The full listing, written out exactly and without images, is the expected result.
[[ PROVIDED MATERIAL open ]]
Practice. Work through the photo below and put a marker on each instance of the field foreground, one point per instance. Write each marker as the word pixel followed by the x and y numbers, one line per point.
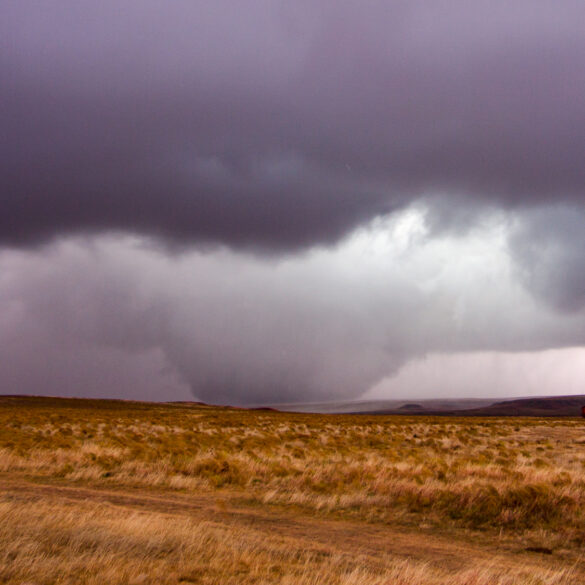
pixel 96 492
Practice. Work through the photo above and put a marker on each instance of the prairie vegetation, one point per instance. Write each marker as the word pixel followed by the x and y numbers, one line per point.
pixel 143 493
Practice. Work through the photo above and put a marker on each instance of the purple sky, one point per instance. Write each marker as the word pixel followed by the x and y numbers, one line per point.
pixel 270 201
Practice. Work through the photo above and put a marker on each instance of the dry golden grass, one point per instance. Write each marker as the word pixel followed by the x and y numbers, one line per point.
pixel 54 544
pixel 516 483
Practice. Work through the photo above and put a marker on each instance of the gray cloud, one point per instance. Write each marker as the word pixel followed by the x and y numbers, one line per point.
pixel 309 130
pixel 276 126
pixel 236 328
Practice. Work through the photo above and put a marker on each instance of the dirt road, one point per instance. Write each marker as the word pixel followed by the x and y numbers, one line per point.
pixel 372 542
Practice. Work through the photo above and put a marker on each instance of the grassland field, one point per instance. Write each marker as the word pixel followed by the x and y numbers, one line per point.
pixel 125 493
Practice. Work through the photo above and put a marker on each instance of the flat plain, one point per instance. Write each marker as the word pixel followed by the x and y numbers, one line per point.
pixel 130 493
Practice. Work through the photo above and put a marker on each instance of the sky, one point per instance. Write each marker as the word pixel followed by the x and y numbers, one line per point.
pixel 270 201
[[ PROVIDED MATERIAL closed ]]
## YOUR SOLUTION:
Practice. Work through the photo below and put a marker on each instance of the field foreground, one point per instance. Write each marker as the word pixel followed by the x and y numbers, one line per point.
pixel 96 492
Practice. Work through the photo above and put a marker on each instance of the prairie vegetation, one point per instance. Write each marker as the word pixel followed by the x and y numbers, one line per point.
pixel 143 493
Practice. Work through the photo above and put a marker on each instance of the purple sky, one point per instance. Write each marker as the word pixel followed by the x and y numbers, one line per point.
pixel 270 201
Practice. Work through the photo above and put a marker on each instance of the dry golden grass, one point per instance. Write each marker as the word pixel followed by the x and y numbers, one line per point.
pixel 54 544
pixel 516 483
Practice. Work through the photo above and put a marker on each instance of the gray cloud, one point per instance. Write each marker as the word pixel followed by the x and y numbers, one line per point.
pixel 309 130
pixel 276 126
pixel 236 328
Practice. Work through the photo above and put a marker on each instance of the dirt road, one point per instance. Write each marker as the word pixel followed by the x and y numbers, one line per point.
pixel 372 542
Practice. Work through the photo above and put a marker on each instance of the grassland field, one point per instance. Write each marker as the word pixel followed by the x and y numbers, one line per point.
pixel 125 493
Practice. Work through the photo above and put a marker on each instance of the flat plain, one point per instance. Write each marker as the word pixel followed by the x and y numbers, one line per point.
pixel 130 493
Practice. Work through the photo above and put a marker on each instance of the sky, one point per instance. Write each marker as the word pixel followed by the x and y numbers, one line per point.
pixel 270 201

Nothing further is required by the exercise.